● **ABOUT THIS EXERCISE**
Give the listing again in full, exactly as it appears.

● **AVAILABLE RECORDS**
'''
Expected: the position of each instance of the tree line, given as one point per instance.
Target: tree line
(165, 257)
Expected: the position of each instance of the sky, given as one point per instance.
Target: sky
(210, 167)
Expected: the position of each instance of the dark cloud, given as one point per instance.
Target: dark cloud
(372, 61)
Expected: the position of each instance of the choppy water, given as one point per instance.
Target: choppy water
'''
● **TASK RESULT**
Expected: the position of each instance of the tree line, given as one point per instance.
Target: tree line
(165, 257)
Expected: the position of each instance of the sky, given as one point per instance.
Target: sky
(210, 167)
Expected: the position of each instance of the dark cloud, given as one point per instance.
Target: dark cloud
(372, 61)
Expected: the position of each instance of the choppy water, given as one point per instance.
Target: choppy water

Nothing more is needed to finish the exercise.